◆ Stated goal ◆
Count the lines in the rows below that contain the string "tennis". Reply with the number alone.

(Records from a dataset)

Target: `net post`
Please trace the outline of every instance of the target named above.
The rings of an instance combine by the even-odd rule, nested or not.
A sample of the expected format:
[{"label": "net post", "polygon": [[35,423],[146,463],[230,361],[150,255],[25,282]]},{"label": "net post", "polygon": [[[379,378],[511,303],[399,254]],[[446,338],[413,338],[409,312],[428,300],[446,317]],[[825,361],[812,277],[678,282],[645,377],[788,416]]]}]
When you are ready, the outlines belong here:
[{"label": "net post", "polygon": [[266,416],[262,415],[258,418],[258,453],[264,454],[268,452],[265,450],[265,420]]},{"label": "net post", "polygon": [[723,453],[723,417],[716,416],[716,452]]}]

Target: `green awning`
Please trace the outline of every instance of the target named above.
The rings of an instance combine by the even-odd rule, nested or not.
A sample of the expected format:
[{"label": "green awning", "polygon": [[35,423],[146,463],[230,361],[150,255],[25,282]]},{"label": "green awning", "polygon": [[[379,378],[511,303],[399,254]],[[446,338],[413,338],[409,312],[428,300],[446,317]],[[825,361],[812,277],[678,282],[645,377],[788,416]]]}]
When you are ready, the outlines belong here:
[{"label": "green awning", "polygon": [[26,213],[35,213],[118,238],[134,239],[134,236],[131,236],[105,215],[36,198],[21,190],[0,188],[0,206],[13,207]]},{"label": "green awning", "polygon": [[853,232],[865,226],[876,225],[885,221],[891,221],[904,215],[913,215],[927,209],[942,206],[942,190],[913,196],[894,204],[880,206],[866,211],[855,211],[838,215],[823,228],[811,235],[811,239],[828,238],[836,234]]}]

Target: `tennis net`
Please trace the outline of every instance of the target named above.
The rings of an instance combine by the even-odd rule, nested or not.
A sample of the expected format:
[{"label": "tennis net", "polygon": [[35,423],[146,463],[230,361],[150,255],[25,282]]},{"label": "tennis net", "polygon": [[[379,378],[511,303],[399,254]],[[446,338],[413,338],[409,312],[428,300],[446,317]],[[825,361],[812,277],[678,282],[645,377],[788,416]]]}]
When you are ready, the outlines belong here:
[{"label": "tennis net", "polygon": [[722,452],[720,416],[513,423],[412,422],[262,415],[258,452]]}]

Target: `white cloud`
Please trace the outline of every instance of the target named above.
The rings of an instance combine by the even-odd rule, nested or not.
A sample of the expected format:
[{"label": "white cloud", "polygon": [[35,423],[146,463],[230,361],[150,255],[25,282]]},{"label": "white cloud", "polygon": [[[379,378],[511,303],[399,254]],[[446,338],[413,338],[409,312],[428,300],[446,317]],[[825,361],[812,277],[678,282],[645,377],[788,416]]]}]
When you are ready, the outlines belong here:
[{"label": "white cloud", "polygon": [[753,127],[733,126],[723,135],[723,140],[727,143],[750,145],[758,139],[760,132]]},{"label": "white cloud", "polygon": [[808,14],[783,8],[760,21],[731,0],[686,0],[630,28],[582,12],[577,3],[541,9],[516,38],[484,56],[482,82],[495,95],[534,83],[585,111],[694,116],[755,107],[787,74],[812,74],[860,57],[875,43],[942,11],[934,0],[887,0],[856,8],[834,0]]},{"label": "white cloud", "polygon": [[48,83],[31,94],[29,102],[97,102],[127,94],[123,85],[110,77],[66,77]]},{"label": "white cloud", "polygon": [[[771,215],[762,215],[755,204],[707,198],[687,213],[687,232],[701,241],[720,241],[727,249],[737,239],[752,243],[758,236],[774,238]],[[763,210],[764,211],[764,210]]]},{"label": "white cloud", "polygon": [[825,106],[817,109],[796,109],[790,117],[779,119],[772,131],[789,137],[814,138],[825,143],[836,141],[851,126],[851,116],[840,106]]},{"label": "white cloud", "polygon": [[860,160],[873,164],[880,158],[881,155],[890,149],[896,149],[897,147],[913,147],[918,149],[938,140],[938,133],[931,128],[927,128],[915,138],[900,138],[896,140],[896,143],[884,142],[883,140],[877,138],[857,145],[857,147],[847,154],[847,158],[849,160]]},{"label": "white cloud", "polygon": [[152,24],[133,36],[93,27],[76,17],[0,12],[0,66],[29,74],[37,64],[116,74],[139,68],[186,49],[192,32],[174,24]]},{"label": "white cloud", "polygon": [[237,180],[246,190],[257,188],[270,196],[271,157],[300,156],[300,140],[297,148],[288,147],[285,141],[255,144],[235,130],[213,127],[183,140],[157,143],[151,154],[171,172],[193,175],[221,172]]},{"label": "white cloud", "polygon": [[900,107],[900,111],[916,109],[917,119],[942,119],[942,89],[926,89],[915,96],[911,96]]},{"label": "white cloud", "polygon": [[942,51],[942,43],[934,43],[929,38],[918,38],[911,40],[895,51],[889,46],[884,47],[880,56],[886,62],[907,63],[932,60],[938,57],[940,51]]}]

◆ Solution ◆
3